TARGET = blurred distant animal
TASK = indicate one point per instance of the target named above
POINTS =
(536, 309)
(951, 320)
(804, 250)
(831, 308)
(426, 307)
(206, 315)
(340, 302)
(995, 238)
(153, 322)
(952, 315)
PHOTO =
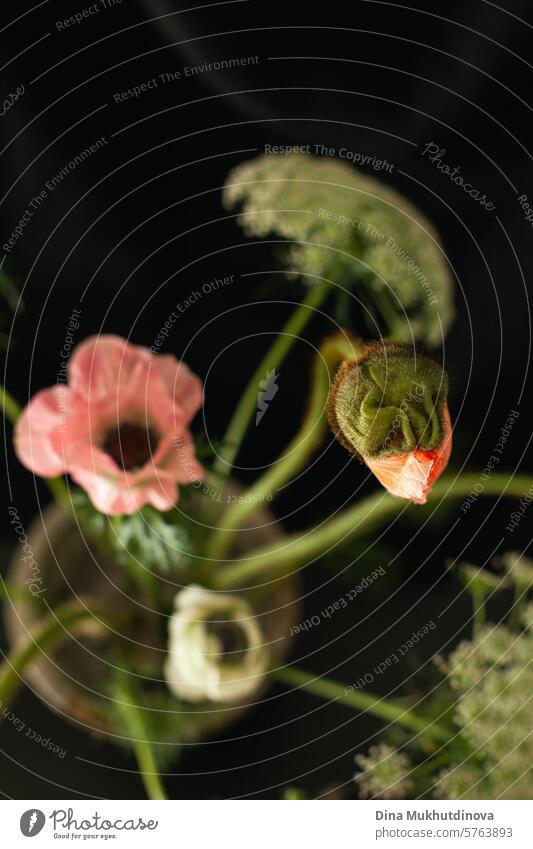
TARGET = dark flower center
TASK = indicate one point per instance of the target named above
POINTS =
(130, 445)
(231, 638)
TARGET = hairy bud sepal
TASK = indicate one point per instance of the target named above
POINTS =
(389, 407)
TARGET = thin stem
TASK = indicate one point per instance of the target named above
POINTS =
(386, 709)
(248, 403)
(10, 408)
(299, 450)
(479, 609)
(53, 630)
(134, 722)
(279, 559)
(519, 595)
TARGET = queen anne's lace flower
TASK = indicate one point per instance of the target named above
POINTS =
(384, 773)
(353, 230)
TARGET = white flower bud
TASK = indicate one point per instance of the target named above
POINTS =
(216, 648)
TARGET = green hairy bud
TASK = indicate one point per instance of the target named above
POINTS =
(391, 400)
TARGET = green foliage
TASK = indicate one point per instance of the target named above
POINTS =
(486, 694)
(156, 541)
(349, 228)
(384, 773)
(135, 713)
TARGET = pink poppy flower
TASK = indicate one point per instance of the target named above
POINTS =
(119, 427)
(412, 475)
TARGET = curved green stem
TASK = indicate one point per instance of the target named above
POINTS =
(300, 449)
(281, 558)
(11, 409)
(386, 709)
(53, 630)
(133, 720)
(275, 356)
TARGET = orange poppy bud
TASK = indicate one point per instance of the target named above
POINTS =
(389, 407)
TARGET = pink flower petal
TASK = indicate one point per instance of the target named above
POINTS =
(38, 436)
(184, 386)
(112, 384)
(101, 364)
(412, 475)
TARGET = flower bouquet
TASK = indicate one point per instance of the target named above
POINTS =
(155, 595)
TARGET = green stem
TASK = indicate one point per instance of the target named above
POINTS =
(53, 630)
(386, 709)
(10, 408)
(279, 559)
(479, 609)
(248, 403)
(519, 595)
(134, 723)
(299, 450)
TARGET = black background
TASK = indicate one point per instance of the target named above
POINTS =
(140, 225)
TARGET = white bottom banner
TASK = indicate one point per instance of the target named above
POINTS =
(262, 824)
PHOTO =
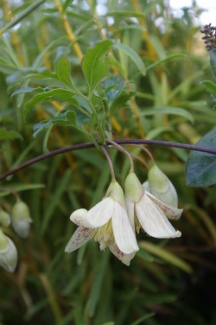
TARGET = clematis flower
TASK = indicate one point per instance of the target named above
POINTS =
(107, 222)
(160, 186)
(4, 218)
(147, 212)
(8, 253)
(21, 219)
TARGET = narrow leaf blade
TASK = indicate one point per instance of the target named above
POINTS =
(200, 166)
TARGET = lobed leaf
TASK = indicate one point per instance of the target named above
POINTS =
(95, 64)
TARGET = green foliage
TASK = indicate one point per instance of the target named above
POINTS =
(70, 74)
(200, 167)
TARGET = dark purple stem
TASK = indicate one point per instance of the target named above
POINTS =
(91, 145)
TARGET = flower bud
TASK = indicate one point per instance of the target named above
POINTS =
(8, 253)
(160, 186)
(21, 219)
(4, 218)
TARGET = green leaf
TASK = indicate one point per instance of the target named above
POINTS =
(133, 55)
(201, 167)
(213, 61)
(169, 110)
(26, 90)
(141, 319)
(95, 64)
(68, 118)
(211, 86)
(62, 68)
(8, 135)
(55, 94)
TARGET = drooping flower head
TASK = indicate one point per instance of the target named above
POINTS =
(147, 212)
(160, 186)
(107, 222)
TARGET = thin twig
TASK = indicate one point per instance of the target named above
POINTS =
(91, 145)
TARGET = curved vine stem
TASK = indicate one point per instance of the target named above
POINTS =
(91, 145)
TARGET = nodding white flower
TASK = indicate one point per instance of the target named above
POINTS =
(21, 219)
(160, 186)
(8, 253)
(147, 212)
(107, 222)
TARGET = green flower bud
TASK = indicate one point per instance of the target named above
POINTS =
(21, 219)
(4, 218)
(159, 185)
(8, 253)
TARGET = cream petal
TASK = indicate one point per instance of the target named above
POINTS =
(123, 233)
(130, 211)
(78, 239)
(153, 220)
(100, 213)
(8, 259)
(170, 212)
(79, 218)
(124, 258)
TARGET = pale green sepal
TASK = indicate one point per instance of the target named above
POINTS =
(116, 192)
(8, 259)
(20, 211)
(21, 219)
(4, 218)
(161, 187)
(133, 188)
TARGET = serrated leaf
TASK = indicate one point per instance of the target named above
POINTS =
(200, 167)
(213, 61)
(95, 64)
(26, 90)
(8, 135)
(133, 55)
(68, 118)
(62, 68)
(57, 94)
(120, 100)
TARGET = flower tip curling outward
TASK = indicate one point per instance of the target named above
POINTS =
(107, 222)
(148, 212)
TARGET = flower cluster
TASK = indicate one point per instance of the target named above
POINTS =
(20, 219)
(209, 37)
(114, 221)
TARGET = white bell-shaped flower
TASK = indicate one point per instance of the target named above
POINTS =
(107, 222)
(8, 253)
(160, 186)
(4, 218)
(21, 219)
(148, 213)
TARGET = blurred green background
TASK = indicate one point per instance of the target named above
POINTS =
(169, 281)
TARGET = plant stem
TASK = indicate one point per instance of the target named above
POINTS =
(110, 163)
(92, 145)
(125, 151)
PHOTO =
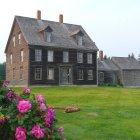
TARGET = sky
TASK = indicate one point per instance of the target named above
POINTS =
(114, 25)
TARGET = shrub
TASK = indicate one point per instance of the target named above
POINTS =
(25, 116)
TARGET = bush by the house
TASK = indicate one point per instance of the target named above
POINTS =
(25, 116)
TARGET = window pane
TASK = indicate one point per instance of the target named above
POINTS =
(65, 56)
(50, 55)
(50, 73)
(89, 58)
(79, 57)
(80, 74)
(38, 54)
(38, 73)
(90, 74)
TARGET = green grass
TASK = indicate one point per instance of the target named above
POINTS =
(107, 113)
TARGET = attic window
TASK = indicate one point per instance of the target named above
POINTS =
(48, 34)
(79, 40)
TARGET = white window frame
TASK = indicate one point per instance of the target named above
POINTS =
(14, 41)
(38, 73)
(90, 74)
(65, 56)
(89, 58)
(11, 58)
(79, 40)
(50, 74)
(80, 74)
(38, 55)
(21, 55)
(50, 55)
(19, 38)
(79, 57)
(48, 36)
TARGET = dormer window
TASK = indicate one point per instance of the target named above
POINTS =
(79, 40)
(48, 34)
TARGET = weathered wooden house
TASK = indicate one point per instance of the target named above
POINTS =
(107, 71)
(42, 52)
(129, 71)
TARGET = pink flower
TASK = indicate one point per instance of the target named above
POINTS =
(43, 106)
(5, 84)
(37, 132)
(40, 98)
(20, 133)
(24, 106)
(10, 95)
(26, 90)
(61, 129)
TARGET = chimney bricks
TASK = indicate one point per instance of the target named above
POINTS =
(61, 18)
(101, 55)
(38, 14)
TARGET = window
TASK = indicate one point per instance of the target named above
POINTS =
(14, 41)
(50, 74)
(21, 56)
(79, 57)
(38, 54)
(101, 76)
(80, 74)
(79, 40)
(19, 38)
(89, 58)
(66, 56)
(13, 73)
(21, 73)
(90, 74)
(11, 58)
(48, 36)
(50, 55)
(38, 73)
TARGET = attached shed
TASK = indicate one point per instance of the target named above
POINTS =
(129, 71)
(107, 72)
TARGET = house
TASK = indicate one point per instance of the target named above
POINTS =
(107, 71)
(129, 71)
(42, 52)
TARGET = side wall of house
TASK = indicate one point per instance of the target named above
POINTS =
(58, 62)
(13, 71)
(131, 78)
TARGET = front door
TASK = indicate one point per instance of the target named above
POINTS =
(65, 75)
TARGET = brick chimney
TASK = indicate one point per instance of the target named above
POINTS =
(101, 55)
(38, 15)
(61, 18)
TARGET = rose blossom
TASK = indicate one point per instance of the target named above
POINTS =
(40, 98)
(26, 90)
(43, 106)
(24, 106)
(37, 132)
(61, 129)
(5, 84)
(20, 133)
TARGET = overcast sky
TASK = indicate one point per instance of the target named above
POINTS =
(114, 25)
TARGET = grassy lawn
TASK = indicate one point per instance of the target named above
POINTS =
(106, 113)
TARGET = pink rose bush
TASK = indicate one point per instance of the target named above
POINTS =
(24, 116)
(20, 133)
(24, 106)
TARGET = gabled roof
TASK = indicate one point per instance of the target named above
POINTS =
(61, 34)
(126, 63)
(106, 65)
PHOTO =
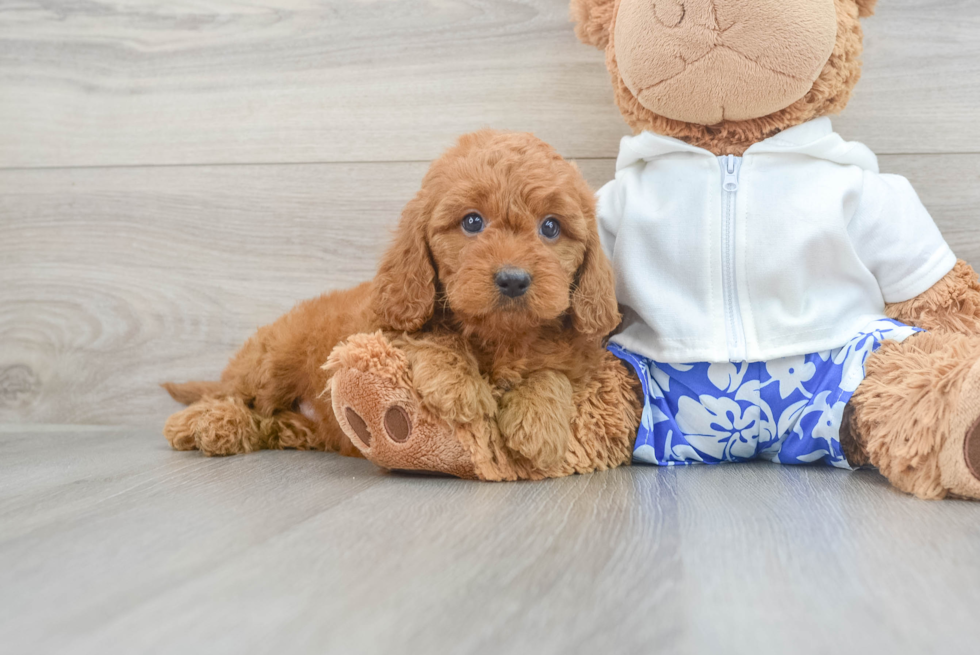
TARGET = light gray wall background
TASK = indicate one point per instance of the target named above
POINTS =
(172, 176)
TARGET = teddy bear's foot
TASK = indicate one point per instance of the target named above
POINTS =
(379, 411)
(959, 460)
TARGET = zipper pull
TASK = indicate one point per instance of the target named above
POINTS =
(731, 174)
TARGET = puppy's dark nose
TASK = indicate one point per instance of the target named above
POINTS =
(512, 282)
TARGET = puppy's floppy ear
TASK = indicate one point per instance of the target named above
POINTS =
(594, 308)
(593, 19)
(866, 7)
(404, 287)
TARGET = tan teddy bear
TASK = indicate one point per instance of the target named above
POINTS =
(775, 283)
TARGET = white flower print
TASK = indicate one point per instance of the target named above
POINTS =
(718, 427)
(852, 357)
(825, 431)
(652, 415)
(790, 373)
(726, 376)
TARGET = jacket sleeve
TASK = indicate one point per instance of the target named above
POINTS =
(609, 211)
(896, 238)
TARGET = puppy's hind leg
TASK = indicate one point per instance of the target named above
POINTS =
(227, 426)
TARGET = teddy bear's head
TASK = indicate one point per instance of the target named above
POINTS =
(724, 74)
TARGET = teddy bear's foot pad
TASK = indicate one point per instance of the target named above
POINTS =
(384, 421)
(959, 461)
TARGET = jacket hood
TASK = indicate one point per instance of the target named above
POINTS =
(815, 138)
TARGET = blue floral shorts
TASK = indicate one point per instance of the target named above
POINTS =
(788, 410)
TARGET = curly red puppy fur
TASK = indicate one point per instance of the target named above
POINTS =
(495, 296)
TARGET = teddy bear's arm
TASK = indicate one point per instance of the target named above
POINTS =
(951, 305)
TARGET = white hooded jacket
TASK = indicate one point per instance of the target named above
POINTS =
(788, 250)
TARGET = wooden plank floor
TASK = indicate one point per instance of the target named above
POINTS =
(110, 542)
(173, 175)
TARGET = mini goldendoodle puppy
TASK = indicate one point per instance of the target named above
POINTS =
(477, 350)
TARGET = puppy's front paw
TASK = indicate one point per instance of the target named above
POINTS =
(536, 418)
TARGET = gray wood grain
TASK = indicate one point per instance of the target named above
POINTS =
(112, 543)
(116, 279)
(265, 81)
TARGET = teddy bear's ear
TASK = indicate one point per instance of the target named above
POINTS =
(592, 20)
(866, 7)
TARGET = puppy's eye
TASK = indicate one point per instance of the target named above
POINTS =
(550, 228)
(473, 223)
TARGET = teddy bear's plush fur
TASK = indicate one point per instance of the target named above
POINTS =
(917, 415)
(438, 369)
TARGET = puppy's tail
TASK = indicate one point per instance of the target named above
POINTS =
(191, 392)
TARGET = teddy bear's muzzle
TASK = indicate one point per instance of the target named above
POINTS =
(705, 61)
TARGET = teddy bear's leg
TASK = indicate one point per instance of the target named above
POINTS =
(917, 414)
(411, 406)
(227, 426)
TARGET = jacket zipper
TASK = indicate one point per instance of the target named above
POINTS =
(731, 166)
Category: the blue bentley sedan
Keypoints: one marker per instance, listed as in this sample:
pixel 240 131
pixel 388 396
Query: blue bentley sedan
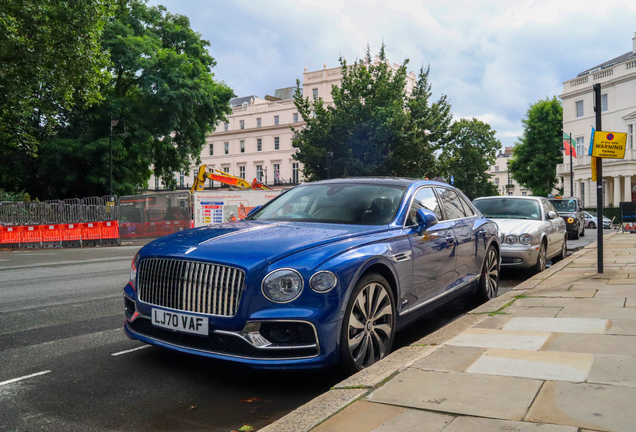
pixel 325 273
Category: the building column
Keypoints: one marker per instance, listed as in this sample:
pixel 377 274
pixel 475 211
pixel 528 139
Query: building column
pixel 617 191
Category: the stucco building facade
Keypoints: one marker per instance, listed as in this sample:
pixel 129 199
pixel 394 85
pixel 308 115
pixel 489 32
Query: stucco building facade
pixel 618 107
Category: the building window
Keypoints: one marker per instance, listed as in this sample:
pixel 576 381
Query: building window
pixel 277 178
pixel 295 172
pixel 579 109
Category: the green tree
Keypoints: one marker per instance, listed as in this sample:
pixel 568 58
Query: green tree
pixel 373 127
pixel 50 61
pixel 467 157
pixel 538 151
pixel 162 91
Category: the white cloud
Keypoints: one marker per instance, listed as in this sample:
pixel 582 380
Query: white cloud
pixel 492 58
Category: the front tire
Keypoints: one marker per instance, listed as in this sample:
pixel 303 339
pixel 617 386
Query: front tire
pixel 489 279
pixel 368 327
pixel 540 265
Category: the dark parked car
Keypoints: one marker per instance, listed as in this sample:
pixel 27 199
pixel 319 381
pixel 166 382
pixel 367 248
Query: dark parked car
pixel 325 273
pixel 572 213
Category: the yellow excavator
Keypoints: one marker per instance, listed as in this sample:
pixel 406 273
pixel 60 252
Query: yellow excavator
pixel 207 173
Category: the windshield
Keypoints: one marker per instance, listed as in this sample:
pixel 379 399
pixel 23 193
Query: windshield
pixel 509 208
pixel 565 205
pixel 335 203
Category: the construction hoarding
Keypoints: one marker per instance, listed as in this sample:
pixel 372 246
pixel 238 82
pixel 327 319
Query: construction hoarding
pixel 227 206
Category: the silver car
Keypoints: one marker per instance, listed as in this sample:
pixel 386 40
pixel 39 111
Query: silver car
pixel 530 229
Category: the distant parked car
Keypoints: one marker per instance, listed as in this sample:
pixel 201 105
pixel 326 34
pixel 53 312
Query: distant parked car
pixel 591 221
pixel 572 213
pixel 531 230
pixel 325 273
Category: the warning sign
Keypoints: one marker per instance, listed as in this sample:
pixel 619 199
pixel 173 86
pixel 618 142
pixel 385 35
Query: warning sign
pixel 609 145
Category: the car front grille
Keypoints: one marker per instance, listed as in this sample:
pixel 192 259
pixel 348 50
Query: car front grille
pixel 190 286
pixel 217 343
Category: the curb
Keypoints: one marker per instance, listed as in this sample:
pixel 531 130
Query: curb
pixel 316 411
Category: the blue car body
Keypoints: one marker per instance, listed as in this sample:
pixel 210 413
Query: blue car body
pixel 424 269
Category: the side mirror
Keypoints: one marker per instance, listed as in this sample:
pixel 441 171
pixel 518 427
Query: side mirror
pixel 254 210
pixel 425 219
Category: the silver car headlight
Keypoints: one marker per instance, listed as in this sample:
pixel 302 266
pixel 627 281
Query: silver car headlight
pixel 282 286
pixel 323 281
pixel 525 239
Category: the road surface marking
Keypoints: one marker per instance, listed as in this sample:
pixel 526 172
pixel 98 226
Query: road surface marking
pixel 131 350
pixel 24 377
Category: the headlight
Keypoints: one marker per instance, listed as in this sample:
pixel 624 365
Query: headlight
pixel 282 286
pixel 133 270
pixel 323 281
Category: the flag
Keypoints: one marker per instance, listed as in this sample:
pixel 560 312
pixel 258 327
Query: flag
pixel 566 143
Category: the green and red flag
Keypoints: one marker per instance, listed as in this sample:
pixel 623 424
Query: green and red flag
pixel 569 148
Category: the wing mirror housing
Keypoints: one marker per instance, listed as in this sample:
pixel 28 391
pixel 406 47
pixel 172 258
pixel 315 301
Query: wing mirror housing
pixel 254 210
pixel 425 220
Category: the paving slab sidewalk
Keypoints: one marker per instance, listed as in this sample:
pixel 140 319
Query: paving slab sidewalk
pixel 558 354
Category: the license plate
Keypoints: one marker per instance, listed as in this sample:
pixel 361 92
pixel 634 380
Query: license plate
pixel 180 322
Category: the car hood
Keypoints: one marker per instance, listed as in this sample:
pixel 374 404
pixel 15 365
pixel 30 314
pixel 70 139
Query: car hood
pixel 247 243
pixel 517 226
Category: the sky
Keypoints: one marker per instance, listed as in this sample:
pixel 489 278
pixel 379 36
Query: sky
pixel 491 58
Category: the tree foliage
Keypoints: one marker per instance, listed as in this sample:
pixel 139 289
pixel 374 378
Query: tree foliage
pixel 373 127
pixel 51 60
pixel 469 155
pixel 164 99
pixel 538 151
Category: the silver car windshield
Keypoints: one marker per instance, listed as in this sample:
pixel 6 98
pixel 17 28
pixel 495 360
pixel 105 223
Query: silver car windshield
pixel 509 208
pixel 335 203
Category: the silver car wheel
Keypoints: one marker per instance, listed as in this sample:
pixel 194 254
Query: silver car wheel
pixel 370 325
pixel 492 274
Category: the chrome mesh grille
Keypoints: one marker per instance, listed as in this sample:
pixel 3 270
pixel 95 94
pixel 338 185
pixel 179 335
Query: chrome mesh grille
pixel 190 286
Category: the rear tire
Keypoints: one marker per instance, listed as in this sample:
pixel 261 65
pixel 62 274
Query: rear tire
pixel 368 327
pixel 489 279
pixel 540 265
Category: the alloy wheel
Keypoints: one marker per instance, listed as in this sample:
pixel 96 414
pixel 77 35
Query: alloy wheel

^^^^^^^^^^^^^^^^

**Task to complete**
Search the data above for the word "chimney". Copy each line it is in.

**Your solution**
TARGET = chimney bricks
TARGET = brick chimney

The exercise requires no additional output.